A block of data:
********
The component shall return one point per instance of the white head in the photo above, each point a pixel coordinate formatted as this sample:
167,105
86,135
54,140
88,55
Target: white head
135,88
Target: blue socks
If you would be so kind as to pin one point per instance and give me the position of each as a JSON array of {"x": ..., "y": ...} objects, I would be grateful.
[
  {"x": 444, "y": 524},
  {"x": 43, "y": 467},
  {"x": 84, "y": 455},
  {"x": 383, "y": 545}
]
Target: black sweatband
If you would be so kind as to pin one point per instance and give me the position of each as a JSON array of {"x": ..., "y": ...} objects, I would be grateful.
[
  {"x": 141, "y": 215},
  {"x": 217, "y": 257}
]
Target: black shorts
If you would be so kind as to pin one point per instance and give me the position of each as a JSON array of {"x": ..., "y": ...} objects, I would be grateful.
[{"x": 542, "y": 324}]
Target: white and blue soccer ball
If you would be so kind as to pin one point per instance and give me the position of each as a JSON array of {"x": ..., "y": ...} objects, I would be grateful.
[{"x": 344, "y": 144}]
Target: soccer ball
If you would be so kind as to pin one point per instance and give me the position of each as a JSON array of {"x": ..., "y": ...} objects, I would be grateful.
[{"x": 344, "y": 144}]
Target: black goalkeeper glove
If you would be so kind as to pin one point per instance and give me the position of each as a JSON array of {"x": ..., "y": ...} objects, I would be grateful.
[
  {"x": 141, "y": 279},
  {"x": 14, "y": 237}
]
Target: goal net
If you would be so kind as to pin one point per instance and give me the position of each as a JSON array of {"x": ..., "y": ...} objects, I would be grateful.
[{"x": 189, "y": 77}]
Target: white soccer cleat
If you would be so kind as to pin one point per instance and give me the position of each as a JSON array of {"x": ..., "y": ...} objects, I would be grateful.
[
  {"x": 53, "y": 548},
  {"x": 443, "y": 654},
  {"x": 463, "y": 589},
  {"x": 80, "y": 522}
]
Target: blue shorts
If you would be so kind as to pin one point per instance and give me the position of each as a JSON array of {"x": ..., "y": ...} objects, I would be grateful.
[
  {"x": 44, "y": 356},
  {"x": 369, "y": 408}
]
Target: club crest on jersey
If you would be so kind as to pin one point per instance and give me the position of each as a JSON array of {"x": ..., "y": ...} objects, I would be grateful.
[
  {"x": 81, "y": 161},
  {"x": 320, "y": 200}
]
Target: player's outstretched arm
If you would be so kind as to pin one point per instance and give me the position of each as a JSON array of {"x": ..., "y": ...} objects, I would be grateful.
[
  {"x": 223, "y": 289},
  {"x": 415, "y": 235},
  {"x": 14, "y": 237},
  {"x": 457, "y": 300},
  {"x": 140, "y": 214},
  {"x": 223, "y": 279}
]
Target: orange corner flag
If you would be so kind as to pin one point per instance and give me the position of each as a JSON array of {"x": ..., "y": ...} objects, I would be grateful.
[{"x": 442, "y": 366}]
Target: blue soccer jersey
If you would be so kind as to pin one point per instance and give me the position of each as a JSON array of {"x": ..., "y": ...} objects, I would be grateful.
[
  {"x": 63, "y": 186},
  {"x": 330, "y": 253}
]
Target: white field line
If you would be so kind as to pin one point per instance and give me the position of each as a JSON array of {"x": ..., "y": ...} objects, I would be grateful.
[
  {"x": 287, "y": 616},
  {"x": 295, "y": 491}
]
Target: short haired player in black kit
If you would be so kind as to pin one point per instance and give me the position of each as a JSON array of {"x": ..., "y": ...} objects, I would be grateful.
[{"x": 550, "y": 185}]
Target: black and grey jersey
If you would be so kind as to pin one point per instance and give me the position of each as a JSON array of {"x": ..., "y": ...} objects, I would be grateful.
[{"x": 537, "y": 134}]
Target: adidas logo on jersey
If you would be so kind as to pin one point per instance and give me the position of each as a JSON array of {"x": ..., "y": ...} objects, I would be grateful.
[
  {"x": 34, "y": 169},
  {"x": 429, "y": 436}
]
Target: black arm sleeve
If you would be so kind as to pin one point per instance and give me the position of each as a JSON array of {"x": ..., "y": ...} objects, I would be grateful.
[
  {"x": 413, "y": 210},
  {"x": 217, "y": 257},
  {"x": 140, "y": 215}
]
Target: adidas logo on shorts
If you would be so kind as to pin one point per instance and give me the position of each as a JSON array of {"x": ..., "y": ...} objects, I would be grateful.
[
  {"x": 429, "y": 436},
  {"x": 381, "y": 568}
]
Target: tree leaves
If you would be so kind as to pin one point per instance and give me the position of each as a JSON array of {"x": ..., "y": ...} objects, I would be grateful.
********
WHAT YOU HAVE TO DO ::
Could you reproduce the listing from the line with "Target: adidas logo on shorts" through to its end, requests and all, with every x and y coordinate in the answers scaled by 0.5 and rounded to a whole number, halves rounding up?

SOLUTION FOR THIS EXERCISE ::
Target: adidas logo on shorts
If you would be so kind as to pin one point per instance and give me the position of each as a JSON array of {"x": ..., "y": ...} objects, I would be grateful.
[
  {"x": 215, "y": 218},
  {"x": 191, "y": 284}
]
Target: tree leaves
If you would be so kind as to pin one point per instance and give me the position of each as a JSON array of {"x": ..., "y": ...} objects, I would be grateful.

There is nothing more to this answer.